-- Data shown follows --

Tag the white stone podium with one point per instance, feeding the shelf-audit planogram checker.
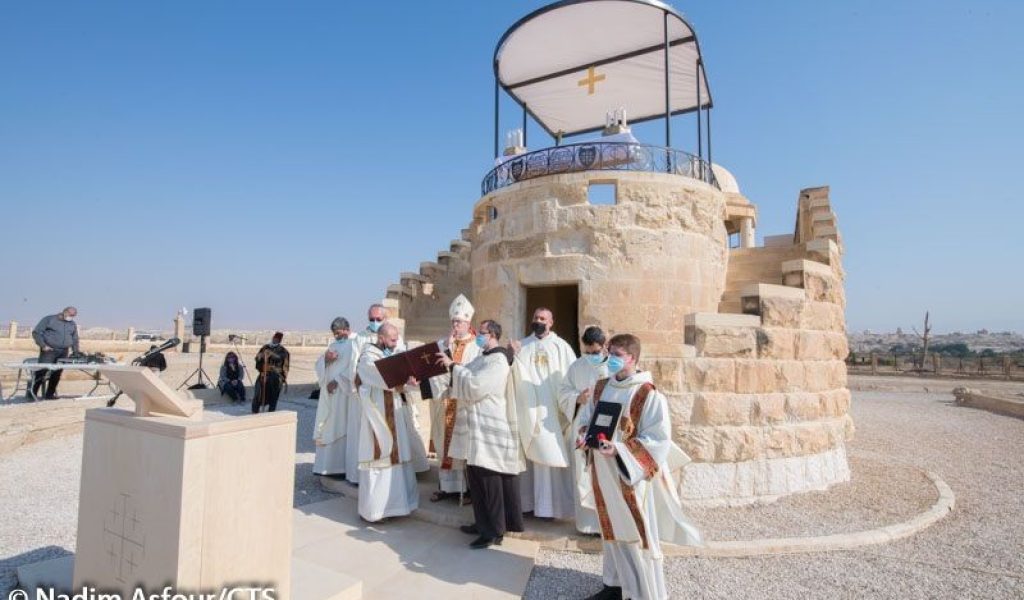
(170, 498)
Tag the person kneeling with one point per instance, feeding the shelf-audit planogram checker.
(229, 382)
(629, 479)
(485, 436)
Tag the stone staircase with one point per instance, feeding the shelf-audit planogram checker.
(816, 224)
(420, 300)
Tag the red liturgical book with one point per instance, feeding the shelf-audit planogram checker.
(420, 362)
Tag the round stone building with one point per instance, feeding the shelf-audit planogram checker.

-- Data shown concluded --

_Directions_
Give back exactly the lines running from the line that has "Tag the person" to the end of the entries above.

_Answer space_
Tag the person kneeling with one point per instance, feeding the shelf-audit planogram checker.
(229, 382)
(629, 479)
(485, 436)
Tag the stone staircase with one point per instance, feeding the shelf-audit planogram checker.
(816, 224)
(420, 300)
Tag the red liturgical book with one point per instance, feeding the shelf-audit planogram checker.
(420, 362)
Tag the round stone building with one point per instance, feeding the shelf-audit planogram checker.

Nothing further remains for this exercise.